> Text section
# # #

Kerry Hyder Jr. (born May 2, 1991) is an American football defensive end for the San Francisco 49ers of the National Football League (NFL). He played college football for Texas Tech.

High school career
Hyder played linebacker and defensive end for Lyndon B. Johnson High School in Austin, TX. Hyder was ranked as a 3-star prospect by Rivals.com and held offers from Cincinnati, Iowa State, Minnesota, New Mexico, Texas Tech, Toledo, and Utah.

College career
Hyder accepted a scholarship offer to play for Texas Tech in 2009 and redshirted his freshman season. In his redshirt freshman season in 2010, Hyder played in 11 games, and logged 13 tackles and 3.5 tackles for loss.

In 2011, Hyder started all 12 games for the Red Raiders and logged 42 tackles, 5 tackles for loss, 1.5 sacks, and one forced fumble.

The 2012 season proved to be Hyder's breakout year with four organizations naming him to preseason All-Big 12 Conference lists. Hyder concluded the season with All-Big 12 Conference honors from Phil Steele, the Austin-American Statesman, the Associated Press, and CBS Sports, among others.

Hyder's senior season in 2013 began with pre-season All-Big 12 Conference listings by several organizations, as well as listings on the Lombardi Award, Bronko Nagurski Award and Outland Trophy watchlists. Hyder's senior season concluded with several All-Big 12 conference selections. Hyder logged 65 tackles, 11.5 tackles for loss, 2 sacks, 3 forced fumbles, 2 blocked kicks, one pass defensed and one fumble recovery.

He finished his college career with  49 games (41 starts), 176 tackles, 11 sacks, 10 passes defensed, 3 forced fumbles and 2 fumble recoveries.

Professional career

New York Jets
On May 11, 2014, the New York Jets signed Hyder to a three-year, $1.53 million contract as an undrafted free agent defensive tackle after he was not selected during the 2014 NFL Draft. His contract included a signing bonus of $4,000. He was released on August 30, 2014 and signed to the team's practice squad a day later.

Detroit Lions
Hyder was signed to a reserve/future contract on January 6, 2015. Hyder did not make the final 53 man roster out of training camp but was resigned to the practice squad after clearing waivers. In the offseason before the 2016 season, Hyder shed 35 pounds and transitioned to defensive end. He was promoted to the active roster on January 2, 2016. After recording three sacks in the Lions final preseason game in 2016, Hyder made the Lions 53-man roster. In the first game of the regular season, Hyder recorded two sacks on Indianapolis Colts quarterback Andrew Luck as the Lions won 39-35. Hyder recorded 1.5 sacks in Week 2. After an ankle injury to all-pro defensive end Ezekiel Ansah, Hyder made his first career NFL start on September 25, 2016 against the Green Bay Packers in Week 3, recording another sack. Hyder was nominated as the pre-game Gruden Grinder before a Monday night tilt with the Dallas Cowboys by broadcaster Jon Gruden on December 26, 2016. Hyder finished his breakout 2016 season with eight sacks, leading the Lions in both sacks and tackles for loss. Hyder was named the 2016 Detroit Lions Media-Friendly "Good Guy Award" winner by members of the Pro Football Writers Association and Detroit Sports Media Association.

# # #

Stored data entries:
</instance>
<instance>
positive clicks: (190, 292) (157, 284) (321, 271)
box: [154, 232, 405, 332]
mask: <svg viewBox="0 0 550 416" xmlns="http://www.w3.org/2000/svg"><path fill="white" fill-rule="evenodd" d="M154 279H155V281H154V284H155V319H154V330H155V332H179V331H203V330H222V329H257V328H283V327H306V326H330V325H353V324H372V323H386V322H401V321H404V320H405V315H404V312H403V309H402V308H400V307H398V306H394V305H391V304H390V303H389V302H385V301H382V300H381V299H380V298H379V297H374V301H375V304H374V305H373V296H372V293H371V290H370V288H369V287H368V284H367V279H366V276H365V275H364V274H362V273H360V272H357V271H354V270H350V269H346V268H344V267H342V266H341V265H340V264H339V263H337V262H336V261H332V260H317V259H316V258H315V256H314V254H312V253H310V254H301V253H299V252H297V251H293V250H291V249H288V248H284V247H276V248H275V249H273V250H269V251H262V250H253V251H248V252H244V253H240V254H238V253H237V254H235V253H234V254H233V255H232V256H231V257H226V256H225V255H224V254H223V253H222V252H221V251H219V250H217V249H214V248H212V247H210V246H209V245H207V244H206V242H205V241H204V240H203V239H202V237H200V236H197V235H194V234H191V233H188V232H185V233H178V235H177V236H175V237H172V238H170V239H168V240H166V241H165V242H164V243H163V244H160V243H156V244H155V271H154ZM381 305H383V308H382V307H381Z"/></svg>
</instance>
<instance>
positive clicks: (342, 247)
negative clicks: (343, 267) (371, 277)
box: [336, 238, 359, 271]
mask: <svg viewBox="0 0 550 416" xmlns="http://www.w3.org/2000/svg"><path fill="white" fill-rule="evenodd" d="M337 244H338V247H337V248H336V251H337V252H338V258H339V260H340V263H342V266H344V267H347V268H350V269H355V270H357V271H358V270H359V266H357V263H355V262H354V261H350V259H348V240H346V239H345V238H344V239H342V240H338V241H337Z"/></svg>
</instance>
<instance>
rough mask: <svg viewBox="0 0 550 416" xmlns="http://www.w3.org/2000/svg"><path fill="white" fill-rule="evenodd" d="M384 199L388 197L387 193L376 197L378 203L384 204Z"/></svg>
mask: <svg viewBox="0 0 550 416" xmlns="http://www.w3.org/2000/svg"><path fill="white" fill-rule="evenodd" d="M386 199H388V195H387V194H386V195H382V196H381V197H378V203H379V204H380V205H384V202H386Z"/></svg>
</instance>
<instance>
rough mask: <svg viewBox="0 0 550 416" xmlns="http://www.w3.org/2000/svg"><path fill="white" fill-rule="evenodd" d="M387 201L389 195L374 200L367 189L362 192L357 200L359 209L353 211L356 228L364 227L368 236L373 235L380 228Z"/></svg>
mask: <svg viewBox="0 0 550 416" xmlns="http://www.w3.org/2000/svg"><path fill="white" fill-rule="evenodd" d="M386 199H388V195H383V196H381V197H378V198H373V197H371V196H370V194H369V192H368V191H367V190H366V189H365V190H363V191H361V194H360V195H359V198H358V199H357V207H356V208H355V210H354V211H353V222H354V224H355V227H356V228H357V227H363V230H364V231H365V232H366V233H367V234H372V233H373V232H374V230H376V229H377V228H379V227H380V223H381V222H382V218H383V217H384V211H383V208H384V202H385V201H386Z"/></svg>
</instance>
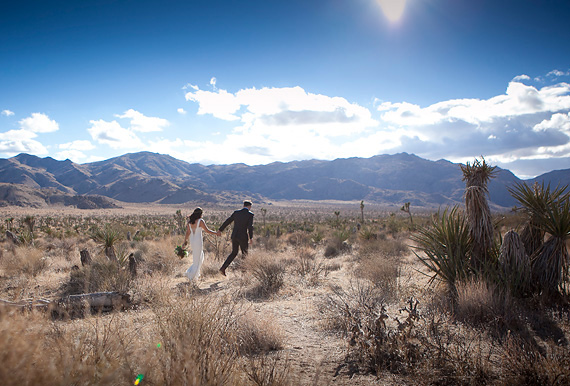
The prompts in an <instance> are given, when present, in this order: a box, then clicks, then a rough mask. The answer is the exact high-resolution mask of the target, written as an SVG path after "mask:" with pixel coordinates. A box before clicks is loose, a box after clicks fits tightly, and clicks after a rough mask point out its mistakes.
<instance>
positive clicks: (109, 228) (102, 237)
mask: <svg viewBox="0 0 570 386" xmlns="http://www.w3.org/2000/svg"><path fill="white" fill-rule="evenodd" d="M92 238H93V240H95V241H96V242H98V243H100V244H102V246H103V250H104V251H105V256H107V259H109V260H111V261H118V258H117V254H116V253H115V244H116V243H117V242H118V241H119V240H120V239H121V234H120V233H119V232H118V231H116V230H114V229H112V228H111V227H108V226H106V227H105V228H103V229H98V230H96V231H95V233H94V234H93V236H92Z"/></svg>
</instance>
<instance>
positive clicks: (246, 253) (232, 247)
mask: <svg viewBox="0 0 570 386" xmlns="http://www.w3.org/2000/svg"><path fill="white" fill-rule="evenodd" d="M248 246H249V244H248V240H247V239H232V252H231V253H230V254H229V255H228V258H227V259H226V261H225V262H224V264H223V265H222V269H224V270H225V269H226V268H228V266H229V265H230V264H231V263H232V261H234V259H235V257H236V256H237V254H238V251H239V250H240V249H241V254H242V256H243V257H245V256H246V255H247V248H248Z"/></svg>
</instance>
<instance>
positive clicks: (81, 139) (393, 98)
mask: <svg viewBox="0 0 570 386" xmlns="http://www.w3.org/2000/svg"><path fill="white" fill-rule="evenodd" d="M11 3H12V4H9V3H7V2H4V3H3V4H2V6H1V10H0V90H1V92H0V157H11V156H14V155H16V154H18V153H21V152H25V153H30V154H35V155H38V156H41V157H45V156H51V157H53V158H56V159H60V160H63V159H66V158H69V159H71V160H72V161H74V162H77V163H85V162H92V161H97V160H101V159H107V158H110V157H114V156H117V155H121V154H124V153H131V152H137V151H142V150H147V151H153V152H158V153H162V154H170V155H172V156H174V157H176V158H179V159H182V160H185V161H188V162H198V163H202V164H230V163H238V162H243V163H246V164H250V165H253V164H267V163H271V162H274V161H283V162H286V161H292V160H302V159H312V158H316V159H335V158H346V157H370V156H373V155H376V154H394V153H399V152H402V151H405V152H408V153H414V154H417V155H419V156H421V157H424V158H428V159H432V160H437V159H441V158H444V159H448V160H450V161H453V162H466V161H472V160H473V159H474V158H475V157H480V156H484V157H485V159H486V160H487V161H489V162H490V163H491V164H495V165H499V166H501V167H504V168H508V169H510V170H512V171H513V172H514V173H515V174H517V175H518V176H519V177H523V178H525V177H531V176H535V175H538V174H541V173H544V172H547V171H550V170H554V169H565V168H570V116H569V112H570V85H569V83H570V50H569V49H568V42H570V28H568V26H567V25H568V20H569V18H570V3H569V2H568V1H566V0H559V1H550V0H542V1H538V0H500V1H488V0H477V1H467V0H407V1H404V0H311V1H307V0H288V1H277V0H264V1H257V0H254V1H217V0H212V1H177V0H174V1H166V2H163V1H146V0H137V1H130V0H129V1H118V0H117V1H112V0H107V1H49V2H47V1H26V0H22V1H18V2H11Z"/></svg>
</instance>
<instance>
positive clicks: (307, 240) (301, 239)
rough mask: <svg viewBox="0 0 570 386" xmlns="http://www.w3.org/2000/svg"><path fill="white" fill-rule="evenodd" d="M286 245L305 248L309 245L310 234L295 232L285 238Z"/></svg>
mask: <svg viewBox="0 0 570 386" xmlns="http://www.w3.org/2000/svg"><path fill="white" fill-rule="evenodd" d="M285 239H286V240H287V243H289V244H290V245H292V246H297V247H299V246H304V245H305V246H306V245H309V244H310V243H311V234H310V233H307V232H303V231H295V232H293V233H290V234H288V235H286V236H285Z"/></svg>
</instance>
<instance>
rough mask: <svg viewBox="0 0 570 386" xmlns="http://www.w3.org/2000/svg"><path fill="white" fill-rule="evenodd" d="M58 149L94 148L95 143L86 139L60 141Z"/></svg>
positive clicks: (80, 149)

# # #

> Tasks to complete
1 – List every school the Kerry Hyder Jr. profile says made Hyder an offer while he was in high school.
2 – According to the Kerry Hyder Jr. profile, how many sacks did Hyder finish the 2016 season with?
3 – Write out the part of the Kerry Hyder Jr. profile from "Hyder's senior season in" to "one fumble recovery.".
The lines aren't needed for any of this.

> Responses to the exercise
1 – Cincinnati, Iowa State, Minnesota, New Mexico, Texas Tech, Toledo, Utah

2 – Eight sacks.

3 –
Hyder's senior season in 2013 began with pre-season All-Big 12 Conference listings by several organizations, as well as listings on the Lombardi Award, Bronko Nagurski Award and Outland Trophy watchlists. Hyder's senior season concluded with several All-Big 12 conference selections. Hyder logged 65 tackles, 11.5 tackles for loss, 2 sacks, 3 forced fumbles, 2 blocked kicks, one pass defensed and one fumble recovery.